- **Excerpt to read**
A final comment on the results could not exclude the aforementioned Quality of Service levels. As already stated, the different ECG sampling rates define three distinct QoS levels as a higher sampling frequency concludes to more trustworthy results. Though expected, after the presentation of these results it should be noted that a trusty ECG analysis system comes with higher power consumption and resource needs.
VIII. CONCLUSION
In this work we have employed the use of an ECG analysis and Arrhythmia detection flow in order to obtain the energy profile of an embedded medical device based on Zynq-7000 All Programmable SoC. In addition, the analysis flow has been enhanced by utilising the concept of Quality of Service of ECG analysis by operating on signals of higher of lower sampling frequency which is also translated into higher or lower computational requirements. To utilize the full extend of the aforementioned SoC, its FPGA fabric has been used to facilitate High-Level Synthesis derived HW accelerators which offload computations of the ECG analysis flow to the HW. Multiple configurations of this HW/SW co-design scheme and ECG analysis QoS have been examined on all available records, acquired through the MIT-BIH Arrhythmia Database, to quantify the energy profile of the target device. Results indicate that different combinations of QoS levels and analysis flow configurations have different impact both on instant power consumption and required energy for the conclusion of experiments. In general, the most power hungry configurations result in maximum instant power consumption but diminished energy requirements due to their small execution latency.

- **Task 1**
Translate this sentence from the ECG energy-profiling excerpt into Spanish: "In general, the most power hungry configurations result in maximum instant power consumption but diminished energy requirements due to their small execution latency."
- **Task 2**
Reproduce the part of the ECG energy-profiling excerpt between "A final comment" and "and resource needs.", inclusive.

- **Collected data**
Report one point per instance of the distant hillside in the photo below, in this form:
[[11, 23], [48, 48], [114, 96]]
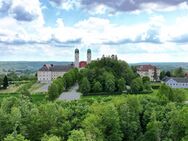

- **Task result 1**
En general, las configuraciones que más potencia demandan presentan el máximo consumo de potencia instantánea, pero requisitos de energía reducidos debido a su baja latencia de ejecución.

- **Task result 2**
A final comment on the results could not exclude the aforementioned Quality of Service levels. As already stated, the different ECG sampling rates define three distinct QoS levels as a higher sampling frequency concludes to more trustworthy results. Though expected, after the presentation of these results it should be noted that a trusty ECG analysis system comes with higher power consumption and resource needs.